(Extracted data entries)
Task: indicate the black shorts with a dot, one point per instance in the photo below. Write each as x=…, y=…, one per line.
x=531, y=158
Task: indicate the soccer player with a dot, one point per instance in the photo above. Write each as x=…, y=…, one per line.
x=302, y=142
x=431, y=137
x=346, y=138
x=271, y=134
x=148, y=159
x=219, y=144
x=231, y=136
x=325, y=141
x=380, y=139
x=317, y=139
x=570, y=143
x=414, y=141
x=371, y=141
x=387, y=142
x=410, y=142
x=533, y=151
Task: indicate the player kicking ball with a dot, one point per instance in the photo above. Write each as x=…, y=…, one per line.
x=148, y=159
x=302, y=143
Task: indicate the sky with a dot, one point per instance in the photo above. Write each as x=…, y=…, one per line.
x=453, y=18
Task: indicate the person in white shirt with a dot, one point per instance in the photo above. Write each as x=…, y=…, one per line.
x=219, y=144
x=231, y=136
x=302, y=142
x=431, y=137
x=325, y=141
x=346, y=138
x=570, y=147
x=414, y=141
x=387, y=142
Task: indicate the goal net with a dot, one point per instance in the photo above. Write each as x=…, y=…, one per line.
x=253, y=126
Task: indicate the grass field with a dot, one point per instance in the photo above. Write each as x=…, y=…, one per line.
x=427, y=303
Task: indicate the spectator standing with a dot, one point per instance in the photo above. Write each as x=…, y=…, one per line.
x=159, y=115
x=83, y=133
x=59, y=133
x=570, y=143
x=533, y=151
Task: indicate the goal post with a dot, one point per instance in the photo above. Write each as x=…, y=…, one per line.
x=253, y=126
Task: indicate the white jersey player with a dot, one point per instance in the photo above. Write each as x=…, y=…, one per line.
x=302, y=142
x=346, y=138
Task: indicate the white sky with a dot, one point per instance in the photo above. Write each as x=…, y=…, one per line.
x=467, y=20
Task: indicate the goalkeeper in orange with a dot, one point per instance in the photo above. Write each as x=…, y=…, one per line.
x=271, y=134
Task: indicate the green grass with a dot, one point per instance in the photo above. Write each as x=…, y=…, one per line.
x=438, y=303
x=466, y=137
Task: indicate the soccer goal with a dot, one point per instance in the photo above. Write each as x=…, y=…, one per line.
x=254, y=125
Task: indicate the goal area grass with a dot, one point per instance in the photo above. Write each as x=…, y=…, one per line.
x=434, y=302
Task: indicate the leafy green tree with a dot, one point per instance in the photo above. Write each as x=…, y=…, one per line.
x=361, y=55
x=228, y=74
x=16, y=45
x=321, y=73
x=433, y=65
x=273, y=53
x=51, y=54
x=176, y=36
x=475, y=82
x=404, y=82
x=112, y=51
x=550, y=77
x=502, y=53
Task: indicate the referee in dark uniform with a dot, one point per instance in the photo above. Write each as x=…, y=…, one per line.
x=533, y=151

## PROBLEM
Return, unchanged, each line from the line containing "Task: indicate the soccer goal" through the last line of the material.

## WRITTEN SOLUTION
Task: indicate the soccer goal with a dot, one point per instance in the photo above. Write each as x=…, y=…, one per line.
x=254, y=125
Task: indicate the goal area grass with a dot, one point per instance in the photo above. Write each as x=…, y=…, one per line.
x=434, y=302
Task: indicate the leafy green tree with a dot, one point per instance in the photo above. Write each as x=…, y=…, one per line.
x=361, y=55
x=228, y=74
x=16, y=45
x=321, y=73
x=433, y=65
x=273, y=53
x=51, y=54
x=176, y=36
x=475, y=82
x=404, y=82
x=112, y=51
x=550, y=77
x=502, y=53
Task: indicate the referee in dark uniform with a dot, one point per instance in the photo above. Write each as x=…, y=…, one per line.
x=533, y=151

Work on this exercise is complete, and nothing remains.